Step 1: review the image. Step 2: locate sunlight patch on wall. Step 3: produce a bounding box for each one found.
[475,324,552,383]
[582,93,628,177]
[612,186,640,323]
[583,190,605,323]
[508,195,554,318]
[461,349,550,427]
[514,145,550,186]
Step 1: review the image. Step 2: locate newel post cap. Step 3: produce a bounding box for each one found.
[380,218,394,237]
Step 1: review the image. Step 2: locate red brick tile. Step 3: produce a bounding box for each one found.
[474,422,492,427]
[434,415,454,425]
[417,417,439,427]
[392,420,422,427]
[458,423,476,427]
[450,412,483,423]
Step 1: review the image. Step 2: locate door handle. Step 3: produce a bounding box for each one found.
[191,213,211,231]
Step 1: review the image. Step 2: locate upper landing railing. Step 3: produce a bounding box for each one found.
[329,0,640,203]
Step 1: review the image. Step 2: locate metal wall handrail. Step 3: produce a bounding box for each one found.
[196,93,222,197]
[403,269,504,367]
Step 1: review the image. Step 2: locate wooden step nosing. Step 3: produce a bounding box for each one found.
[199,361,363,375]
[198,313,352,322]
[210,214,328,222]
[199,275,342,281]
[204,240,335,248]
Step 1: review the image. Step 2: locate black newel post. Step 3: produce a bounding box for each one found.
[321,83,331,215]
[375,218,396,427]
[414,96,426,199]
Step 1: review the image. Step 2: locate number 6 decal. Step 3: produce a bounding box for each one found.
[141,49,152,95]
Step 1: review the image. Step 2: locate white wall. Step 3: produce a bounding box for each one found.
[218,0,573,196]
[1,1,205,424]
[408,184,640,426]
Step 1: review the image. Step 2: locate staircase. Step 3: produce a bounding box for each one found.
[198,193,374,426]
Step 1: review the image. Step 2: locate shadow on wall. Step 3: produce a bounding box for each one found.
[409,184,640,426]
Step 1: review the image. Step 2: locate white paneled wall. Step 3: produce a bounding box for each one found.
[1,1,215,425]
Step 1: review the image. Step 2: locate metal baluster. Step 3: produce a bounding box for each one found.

══════════════════════════════

The entire set of entries, and nothing else, should be set down exactly.

Output of the exercise
Step 1: review the image. Step 2: locate sunlight patch on wall. Step 3: produce a bounding box for each one found.
[475,324,552,383]
[582,93,628,177]
[612,186,640,323]
[583,190,605,323]
[508,195,554,318]
[461,349,550,427]
[514,145,550,186]
Step 1: review the image. Step 2: locate newel post cap. Step 3: produce a bounding box for each one found.
[380,218,394,237]
Step 1: review the image. Step 2: locate red brick tile. Step 3: produce a bounding box for each one found.
[474,422,492,427]
[434,415,454,425]
[417,417,439,427]
[392,420,422,427]
[458,423,476,427]
[450,412,483,423]
Step 1: review the image. Step 2: locate door handle. Step 3: produce a bounding box for each one found.
[191,213,211,231]
Step 1: review the image. Step 2: locate upper landing railing. Step 3: produce a bounding box for each one found.
[329,0,640,203]
Step 1: review the image. Step 2: locate metal wall handrail. Step 3: produce a bounding box for each one found.
[196,93,222,197]
[403,269,504,367]
Step 1: review the image. Step 2: locate wooden step nosing. Step 3: produce a bounding box for each one found.
[199,361,363,375]
[198,313,352,322]
[210,214,328,222]
[199,275,342,281]
[204,240,335,248]
Step 1: review the image. Step 2: locate black newel post. Step 3: produce a bounding box for each one found.
[321,83,331,215]
[375,218,396,427]
[414,96,426,199]
Step 1: review the image. Step 2: locate number 6 decal. Step 3: produce a bounding box for each one found.
[141,49,152,95]
Step 1: review the image. Step 2: locate white wall. Step 3: produce a bounding box for each one found.
[218,0,573,196]
[1,1,205,424]
[408,184,640,426]
Step 1: review the image. Step 2: locate staircase. Step 3: produce a bounding box for each one found.
[198,193,374,426]
Step 1: review the image. Step 2: locate shadow on wall. Step 3: produce a bounding box for each one found.
[409,184,640,426]
Step 1: review the image. Step 2: locate white paneled wall. Step 3: produce a bounding box for each one found.
[1,1,215,425]
Step 1: review the image. Step 2: locate metal baluster. Step 3: produce a bounding box for each one found.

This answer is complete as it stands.